··· Text shown
Methinks there was a tip in the battle against drugs: lobster guys doing a little more than fishing.

I'm glad I wasn't out and about yesterday morning (side question: who knew so many people drive through the village at that hour?) I might have been stopped for alien behavior (Mass. plates). But the chances were slim to none. When I'm here wife-less and dog-less, I'm also car-less, that is, it's a badge of honor in the battle to save the earth to see how little I can use it, manfully ignoring the siren calls of the foliage (wait for wife on Sunday), the library (read Tony Hillerman again), and food (shopped on the way up). What else does one need? Besides, it's dangerous out there.

Friday, October 2, 2009

Brain tease

I've discovered the cure for senility. No, it's not Scrabble or Sudoku or gin rummy or even gin. It's walking on Maine's seashore and negotiating its sharp rocks, tippy rocks, rolling rocks (but not Rolling Rocks, unfortunately). The brain must work very hard indeed in constant assessment. Will that rock about to receive my foot slide, wobble, pierce my Nike, tilt, roll? You are continually planning your campaign for the flat and the stable. You lose yourself in your left brain; you can feel the plaque melting away.
······
··· Data listing
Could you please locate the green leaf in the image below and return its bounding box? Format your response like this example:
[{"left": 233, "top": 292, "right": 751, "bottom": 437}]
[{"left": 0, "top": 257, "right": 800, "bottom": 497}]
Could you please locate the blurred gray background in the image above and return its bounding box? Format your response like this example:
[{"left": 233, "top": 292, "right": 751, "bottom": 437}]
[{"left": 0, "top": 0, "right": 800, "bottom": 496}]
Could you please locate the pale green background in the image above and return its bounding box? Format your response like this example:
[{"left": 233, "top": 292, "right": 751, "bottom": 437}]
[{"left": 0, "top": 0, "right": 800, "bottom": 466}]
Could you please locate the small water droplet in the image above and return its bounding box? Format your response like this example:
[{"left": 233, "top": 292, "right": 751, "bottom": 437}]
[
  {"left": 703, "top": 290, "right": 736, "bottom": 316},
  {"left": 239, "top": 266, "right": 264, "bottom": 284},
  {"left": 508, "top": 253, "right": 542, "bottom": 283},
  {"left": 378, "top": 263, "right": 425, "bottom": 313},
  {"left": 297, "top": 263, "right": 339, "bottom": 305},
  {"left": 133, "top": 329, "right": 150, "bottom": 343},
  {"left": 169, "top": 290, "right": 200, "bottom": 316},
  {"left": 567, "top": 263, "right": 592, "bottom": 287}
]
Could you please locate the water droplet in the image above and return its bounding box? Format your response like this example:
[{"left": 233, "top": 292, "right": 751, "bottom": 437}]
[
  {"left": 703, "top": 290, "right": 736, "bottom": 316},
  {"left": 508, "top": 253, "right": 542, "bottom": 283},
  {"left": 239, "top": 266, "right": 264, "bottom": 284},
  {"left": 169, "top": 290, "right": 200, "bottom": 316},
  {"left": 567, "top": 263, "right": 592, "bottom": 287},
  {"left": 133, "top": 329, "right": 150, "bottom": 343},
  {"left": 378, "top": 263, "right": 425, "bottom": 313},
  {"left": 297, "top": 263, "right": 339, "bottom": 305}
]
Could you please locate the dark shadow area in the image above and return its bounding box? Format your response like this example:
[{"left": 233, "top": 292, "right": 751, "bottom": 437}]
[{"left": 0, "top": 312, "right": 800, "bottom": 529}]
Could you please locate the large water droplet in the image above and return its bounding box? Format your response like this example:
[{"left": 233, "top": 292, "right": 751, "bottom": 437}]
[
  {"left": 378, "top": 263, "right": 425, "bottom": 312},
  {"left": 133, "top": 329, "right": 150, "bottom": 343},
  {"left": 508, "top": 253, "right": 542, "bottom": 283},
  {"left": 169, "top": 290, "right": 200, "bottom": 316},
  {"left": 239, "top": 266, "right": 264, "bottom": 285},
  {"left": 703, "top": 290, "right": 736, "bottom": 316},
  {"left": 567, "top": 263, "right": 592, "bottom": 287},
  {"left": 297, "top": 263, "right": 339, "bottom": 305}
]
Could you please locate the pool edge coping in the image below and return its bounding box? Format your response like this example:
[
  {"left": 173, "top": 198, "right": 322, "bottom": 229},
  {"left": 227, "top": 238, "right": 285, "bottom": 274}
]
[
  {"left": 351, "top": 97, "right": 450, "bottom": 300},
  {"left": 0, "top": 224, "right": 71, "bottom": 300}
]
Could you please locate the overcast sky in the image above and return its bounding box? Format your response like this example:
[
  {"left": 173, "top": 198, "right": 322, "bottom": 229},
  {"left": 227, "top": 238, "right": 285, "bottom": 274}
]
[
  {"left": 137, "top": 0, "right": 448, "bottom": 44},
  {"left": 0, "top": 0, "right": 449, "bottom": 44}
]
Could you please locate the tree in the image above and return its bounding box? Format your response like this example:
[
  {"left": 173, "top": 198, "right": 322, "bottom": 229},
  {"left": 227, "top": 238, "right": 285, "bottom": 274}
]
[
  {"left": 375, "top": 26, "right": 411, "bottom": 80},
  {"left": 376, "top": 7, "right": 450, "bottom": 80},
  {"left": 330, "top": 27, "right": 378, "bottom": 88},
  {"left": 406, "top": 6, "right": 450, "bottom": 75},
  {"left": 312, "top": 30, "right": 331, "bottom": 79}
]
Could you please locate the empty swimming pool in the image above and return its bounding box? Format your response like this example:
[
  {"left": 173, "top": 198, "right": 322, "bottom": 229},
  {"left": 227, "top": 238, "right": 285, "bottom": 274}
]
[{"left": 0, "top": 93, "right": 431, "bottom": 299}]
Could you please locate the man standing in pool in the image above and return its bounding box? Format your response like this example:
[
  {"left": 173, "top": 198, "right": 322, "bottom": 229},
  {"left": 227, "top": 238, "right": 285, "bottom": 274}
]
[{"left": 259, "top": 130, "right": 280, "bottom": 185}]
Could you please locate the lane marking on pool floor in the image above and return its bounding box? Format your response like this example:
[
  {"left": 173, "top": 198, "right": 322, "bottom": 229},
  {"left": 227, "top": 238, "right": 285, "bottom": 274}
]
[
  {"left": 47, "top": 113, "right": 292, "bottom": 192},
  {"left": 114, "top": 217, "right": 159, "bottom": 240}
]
······
(Things to do):
- a) List the activities that the Maine seashore text says are not the cure for senility.
- b) In the Maine seashore text, what date appears above the "Brain tease" heading?
- c) Carry on the Maine seashore text from its final sentence.

(Task-by-task outputs):
- a) Scrabble, Sudoku, gin rummy, gin

- b) Friday, October 2, 2009

- c)
You can walk on elderly sand beaches, like Old Orchard or Miami. Go ahead if you want to go gaga a little faster.

The cure assumes you keep moving. Stopping to look at islands or loons or that really nice house just ahead is right-brain stuff, never proved to be of any use in business or neurology. Trying to do both, looking and walking, gets you into trouble, not to mention silly arm-waving and staggering from unbalance before you land safely on something at least a ton and stop nonchalantly, pretending to look out to sea. Don't chew gum while you walk - it will definitely be too much.

Your ankles are unexpectedly sore when you get home. How much of your right brain did you actually indulge? Will you remember this beautiful day on the shore or will you just plow along, head down, looking for safe landings?

Thursday, October 1, 2009

Fourth quarter

I'm sufficiently engaged in business that October 1 still means the start of the fourth quarter. In publishing it's usually the quarter that makes or breaks the year. You track the profit-and-loss statements of the book or journal or imprint or division or company in question throughout the year, but it doesn't get serious until now. All the weakness you see in the beginning of the year will surely be rectified by the end, and your reputation/pride/bonus/continued employment(?) will be secured.
That P&Ls are often misleading, full of accruals and bookkeeping tricks and errors, makes little difference. Your life has been measured, and found prosperous, or wanting.
The world seems to have little time for the continuum of life. We're much more interested in discrete things. December 31 is so very different from January 1. At midnight of your birthday you're no longer special. Every four or eight years, on January 20, a President becomes a nobody. Around five o'clock people get antsy, start looking at their watches, think about a drink and some dinner, no matter how long they've been retired.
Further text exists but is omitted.